** Dataset records **

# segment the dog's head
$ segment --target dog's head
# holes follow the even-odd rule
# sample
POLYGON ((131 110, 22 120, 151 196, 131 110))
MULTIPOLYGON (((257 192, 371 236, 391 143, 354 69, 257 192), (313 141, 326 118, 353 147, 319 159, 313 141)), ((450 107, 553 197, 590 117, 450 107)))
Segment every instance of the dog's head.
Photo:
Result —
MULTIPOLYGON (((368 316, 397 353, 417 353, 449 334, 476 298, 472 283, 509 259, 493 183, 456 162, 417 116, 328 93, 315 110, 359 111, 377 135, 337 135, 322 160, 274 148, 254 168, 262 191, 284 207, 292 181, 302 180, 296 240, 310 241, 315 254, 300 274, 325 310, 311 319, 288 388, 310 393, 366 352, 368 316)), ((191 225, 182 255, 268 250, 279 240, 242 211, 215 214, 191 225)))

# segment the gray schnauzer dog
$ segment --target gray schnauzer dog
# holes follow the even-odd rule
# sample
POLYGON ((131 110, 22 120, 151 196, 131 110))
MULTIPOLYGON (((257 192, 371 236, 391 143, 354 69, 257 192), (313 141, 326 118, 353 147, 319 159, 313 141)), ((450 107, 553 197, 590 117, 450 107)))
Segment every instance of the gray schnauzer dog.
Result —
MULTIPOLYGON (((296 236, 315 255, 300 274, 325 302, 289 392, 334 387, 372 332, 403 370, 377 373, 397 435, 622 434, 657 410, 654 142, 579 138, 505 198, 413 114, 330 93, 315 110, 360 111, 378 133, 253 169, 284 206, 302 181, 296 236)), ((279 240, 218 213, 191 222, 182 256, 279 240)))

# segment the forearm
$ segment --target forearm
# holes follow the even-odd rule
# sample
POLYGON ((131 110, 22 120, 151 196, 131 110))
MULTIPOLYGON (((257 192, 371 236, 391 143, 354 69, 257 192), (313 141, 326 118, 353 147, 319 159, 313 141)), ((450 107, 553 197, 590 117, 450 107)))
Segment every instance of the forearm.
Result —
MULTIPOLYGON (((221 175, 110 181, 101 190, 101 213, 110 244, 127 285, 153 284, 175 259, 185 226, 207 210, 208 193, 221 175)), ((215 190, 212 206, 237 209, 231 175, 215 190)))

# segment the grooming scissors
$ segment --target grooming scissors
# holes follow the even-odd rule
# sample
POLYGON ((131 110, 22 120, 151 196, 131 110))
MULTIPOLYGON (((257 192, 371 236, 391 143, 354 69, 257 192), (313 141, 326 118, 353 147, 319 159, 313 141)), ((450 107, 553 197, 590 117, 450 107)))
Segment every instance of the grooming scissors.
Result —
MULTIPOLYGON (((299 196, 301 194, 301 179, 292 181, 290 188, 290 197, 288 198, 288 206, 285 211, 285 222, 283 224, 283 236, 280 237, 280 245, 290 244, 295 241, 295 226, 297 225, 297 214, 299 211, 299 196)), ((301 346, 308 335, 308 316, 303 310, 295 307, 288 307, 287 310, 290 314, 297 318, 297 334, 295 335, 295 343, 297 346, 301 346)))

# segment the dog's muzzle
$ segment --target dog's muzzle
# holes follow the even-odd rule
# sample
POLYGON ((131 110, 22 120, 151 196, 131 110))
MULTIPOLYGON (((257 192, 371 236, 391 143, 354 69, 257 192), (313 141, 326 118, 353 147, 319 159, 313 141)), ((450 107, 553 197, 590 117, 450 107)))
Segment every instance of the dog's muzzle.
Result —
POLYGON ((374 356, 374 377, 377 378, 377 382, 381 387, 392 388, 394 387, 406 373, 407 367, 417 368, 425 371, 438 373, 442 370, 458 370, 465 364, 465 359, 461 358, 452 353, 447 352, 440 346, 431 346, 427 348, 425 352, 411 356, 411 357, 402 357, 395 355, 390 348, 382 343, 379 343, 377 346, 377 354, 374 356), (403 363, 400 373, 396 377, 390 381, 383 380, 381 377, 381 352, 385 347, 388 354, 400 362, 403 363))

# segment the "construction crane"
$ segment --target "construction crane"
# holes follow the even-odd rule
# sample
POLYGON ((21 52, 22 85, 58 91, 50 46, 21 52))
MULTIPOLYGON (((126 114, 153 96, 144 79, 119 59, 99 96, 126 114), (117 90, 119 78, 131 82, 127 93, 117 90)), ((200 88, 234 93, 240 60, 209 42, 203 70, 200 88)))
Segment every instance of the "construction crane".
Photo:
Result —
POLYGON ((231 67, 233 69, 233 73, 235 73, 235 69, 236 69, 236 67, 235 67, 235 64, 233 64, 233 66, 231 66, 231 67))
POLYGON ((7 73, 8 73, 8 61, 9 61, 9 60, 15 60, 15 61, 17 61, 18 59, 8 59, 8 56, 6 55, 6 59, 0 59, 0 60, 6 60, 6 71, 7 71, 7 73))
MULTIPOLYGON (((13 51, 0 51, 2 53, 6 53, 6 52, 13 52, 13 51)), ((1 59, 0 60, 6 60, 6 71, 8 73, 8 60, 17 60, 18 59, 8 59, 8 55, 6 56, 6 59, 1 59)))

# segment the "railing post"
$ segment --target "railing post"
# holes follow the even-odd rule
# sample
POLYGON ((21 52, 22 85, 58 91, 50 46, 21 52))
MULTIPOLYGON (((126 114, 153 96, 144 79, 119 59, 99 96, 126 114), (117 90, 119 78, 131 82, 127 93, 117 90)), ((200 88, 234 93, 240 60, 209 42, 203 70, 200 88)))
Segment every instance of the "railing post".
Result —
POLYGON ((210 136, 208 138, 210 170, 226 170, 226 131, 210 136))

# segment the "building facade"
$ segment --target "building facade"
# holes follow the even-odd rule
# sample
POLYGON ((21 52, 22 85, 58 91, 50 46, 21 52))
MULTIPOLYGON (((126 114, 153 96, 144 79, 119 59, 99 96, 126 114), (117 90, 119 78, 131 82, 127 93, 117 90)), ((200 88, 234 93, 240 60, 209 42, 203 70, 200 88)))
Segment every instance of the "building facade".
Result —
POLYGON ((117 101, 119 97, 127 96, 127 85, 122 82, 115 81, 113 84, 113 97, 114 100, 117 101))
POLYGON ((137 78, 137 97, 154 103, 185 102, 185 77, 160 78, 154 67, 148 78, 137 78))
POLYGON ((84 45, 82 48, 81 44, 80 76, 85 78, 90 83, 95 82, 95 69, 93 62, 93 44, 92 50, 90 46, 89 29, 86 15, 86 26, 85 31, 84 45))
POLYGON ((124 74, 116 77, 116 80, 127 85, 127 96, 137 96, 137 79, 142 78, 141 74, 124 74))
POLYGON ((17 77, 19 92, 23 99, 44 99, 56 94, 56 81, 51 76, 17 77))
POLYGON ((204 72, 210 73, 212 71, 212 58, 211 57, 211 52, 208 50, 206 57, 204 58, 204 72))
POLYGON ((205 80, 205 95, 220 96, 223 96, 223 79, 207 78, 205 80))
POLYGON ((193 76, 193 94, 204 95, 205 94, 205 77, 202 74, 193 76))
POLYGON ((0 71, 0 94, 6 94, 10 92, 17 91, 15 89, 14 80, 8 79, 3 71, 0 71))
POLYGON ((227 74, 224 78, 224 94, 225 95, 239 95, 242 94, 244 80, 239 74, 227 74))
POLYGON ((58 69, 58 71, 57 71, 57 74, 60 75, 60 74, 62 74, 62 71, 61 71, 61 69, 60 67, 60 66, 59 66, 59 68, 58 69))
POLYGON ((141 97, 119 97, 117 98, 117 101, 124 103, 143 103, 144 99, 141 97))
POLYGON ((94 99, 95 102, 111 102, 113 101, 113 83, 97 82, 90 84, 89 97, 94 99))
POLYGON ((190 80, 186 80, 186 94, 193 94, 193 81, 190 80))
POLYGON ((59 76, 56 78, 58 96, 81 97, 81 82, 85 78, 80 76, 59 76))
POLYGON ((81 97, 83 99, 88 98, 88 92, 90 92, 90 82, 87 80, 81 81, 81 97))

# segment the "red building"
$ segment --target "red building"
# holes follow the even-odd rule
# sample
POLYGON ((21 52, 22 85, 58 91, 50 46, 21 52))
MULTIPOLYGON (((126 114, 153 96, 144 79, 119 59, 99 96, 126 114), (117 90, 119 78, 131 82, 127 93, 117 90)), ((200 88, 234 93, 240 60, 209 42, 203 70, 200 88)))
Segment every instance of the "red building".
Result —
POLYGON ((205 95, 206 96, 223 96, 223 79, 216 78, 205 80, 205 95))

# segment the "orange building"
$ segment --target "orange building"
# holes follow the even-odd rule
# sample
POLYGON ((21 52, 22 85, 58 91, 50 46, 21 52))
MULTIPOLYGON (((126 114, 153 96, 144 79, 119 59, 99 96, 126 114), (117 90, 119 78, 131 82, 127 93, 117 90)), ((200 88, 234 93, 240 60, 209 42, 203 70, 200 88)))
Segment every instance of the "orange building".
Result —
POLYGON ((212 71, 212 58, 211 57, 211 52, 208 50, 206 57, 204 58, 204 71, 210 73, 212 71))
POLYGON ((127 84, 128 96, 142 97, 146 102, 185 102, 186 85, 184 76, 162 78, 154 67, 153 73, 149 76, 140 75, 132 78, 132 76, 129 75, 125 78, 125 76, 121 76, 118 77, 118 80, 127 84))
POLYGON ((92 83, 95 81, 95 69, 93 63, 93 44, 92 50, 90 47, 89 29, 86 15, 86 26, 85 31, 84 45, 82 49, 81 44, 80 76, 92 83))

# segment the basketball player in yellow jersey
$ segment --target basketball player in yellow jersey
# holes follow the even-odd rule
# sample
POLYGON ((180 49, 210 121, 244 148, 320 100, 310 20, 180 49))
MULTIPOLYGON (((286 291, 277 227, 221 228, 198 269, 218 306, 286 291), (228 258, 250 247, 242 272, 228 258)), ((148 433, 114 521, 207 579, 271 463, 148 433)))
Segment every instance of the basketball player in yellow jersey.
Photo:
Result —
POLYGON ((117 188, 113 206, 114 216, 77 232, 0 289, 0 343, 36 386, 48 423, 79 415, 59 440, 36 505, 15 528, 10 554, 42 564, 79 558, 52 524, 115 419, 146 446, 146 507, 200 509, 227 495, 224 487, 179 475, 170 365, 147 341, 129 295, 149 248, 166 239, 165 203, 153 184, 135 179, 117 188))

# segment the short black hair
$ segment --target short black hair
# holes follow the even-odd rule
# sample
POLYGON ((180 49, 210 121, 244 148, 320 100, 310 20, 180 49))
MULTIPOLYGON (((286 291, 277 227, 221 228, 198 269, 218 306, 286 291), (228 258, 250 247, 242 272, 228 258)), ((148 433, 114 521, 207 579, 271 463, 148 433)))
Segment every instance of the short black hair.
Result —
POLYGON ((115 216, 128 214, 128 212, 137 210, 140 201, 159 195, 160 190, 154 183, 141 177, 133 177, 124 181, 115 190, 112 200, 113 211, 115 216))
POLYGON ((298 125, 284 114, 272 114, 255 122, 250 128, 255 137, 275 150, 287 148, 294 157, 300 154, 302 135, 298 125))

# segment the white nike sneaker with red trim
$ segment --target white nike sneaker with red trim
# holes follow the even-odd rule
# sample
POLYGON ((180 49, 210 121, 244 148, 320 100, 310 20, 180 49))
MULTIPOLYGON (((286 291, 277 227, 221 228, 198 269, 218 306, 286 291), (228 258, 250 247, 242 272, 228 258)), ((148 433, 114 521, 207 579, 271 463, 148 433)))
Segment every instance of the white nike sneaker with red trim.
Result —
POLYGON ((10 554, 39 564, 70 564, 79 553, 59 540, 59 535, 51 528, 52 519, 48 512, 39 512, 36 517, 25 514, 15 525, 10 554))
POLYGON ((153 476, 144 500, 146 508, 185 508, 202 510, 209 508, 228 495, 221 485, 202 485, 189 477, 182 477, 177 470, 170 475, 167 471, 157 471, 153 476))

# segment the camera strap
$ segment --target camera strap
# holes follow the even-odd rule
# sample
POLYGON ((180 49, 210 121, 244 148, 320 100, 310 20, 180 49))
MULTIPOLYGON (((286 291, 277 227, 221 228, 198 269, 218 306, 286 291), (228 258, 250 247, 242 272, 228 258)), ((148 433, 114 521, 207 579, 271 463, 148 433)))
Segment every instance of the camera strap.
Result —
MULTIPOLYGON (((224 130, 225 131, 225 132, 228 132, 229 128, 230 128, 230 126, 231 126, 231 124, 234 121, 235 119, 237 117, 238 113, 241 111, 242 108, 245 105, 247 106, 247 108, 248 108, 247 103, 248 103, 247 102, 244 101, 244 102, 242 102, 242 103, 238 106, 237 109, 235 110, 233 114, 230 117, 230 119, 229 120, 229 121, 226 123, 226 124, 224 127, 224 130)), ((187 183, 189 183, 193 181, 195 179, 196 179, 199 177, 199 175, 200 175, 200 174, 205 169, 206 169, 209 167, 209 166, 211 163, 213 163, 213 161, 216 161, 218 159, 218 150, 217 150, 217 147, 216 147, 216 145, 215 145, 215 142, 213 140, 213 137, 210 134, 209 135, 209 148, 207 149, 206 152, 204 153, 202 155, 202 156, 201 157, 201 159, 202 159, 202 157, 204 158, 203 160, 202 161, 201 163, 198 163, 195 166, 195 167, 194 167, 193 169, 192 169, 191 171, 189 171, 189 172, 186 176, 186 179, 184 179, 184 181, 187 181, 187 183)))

** What is required **
Convert the data from the line containing "# segment the short black hair" up to and including the line containing "POLYGON ((298 125, 284" into a JSON list of strings, one string per line, with blank lines omitted.

** Full response **
[
  "# segment the short black hair",
  "$ segment --target short black hair",
  "# holes follow the even-odd rule",
  "# sample",
  "POLYGON ((180 49, 210 121, 244 148, 320 100, 310 20, 180 49))",
  "MULTIPOLYGON (((286 291, 277 227, 221 228, 198 269, 218 306, 286 291), (228 258, 250 247, 242 272, 228 258)), ((148 433, 114 521, 207 579, 271 463, 148 433)))",
  "Segment every instance of the short black hair.",
  "Result —",
  "POLYGON ((115 216, 128 214, 128 212, 137 210, 140 201, 159 195, 160 190, 154 183, 141 177, 133 177, 124 181, 115 190, 112 200, 113 211, 115 216))",
  "POLYGON ((298 125, 284 114, 272 114, 255 122, 250 128, 255 137, 275 150, 287 148, 294 157, 300 154, 302 135, 298 125))"
]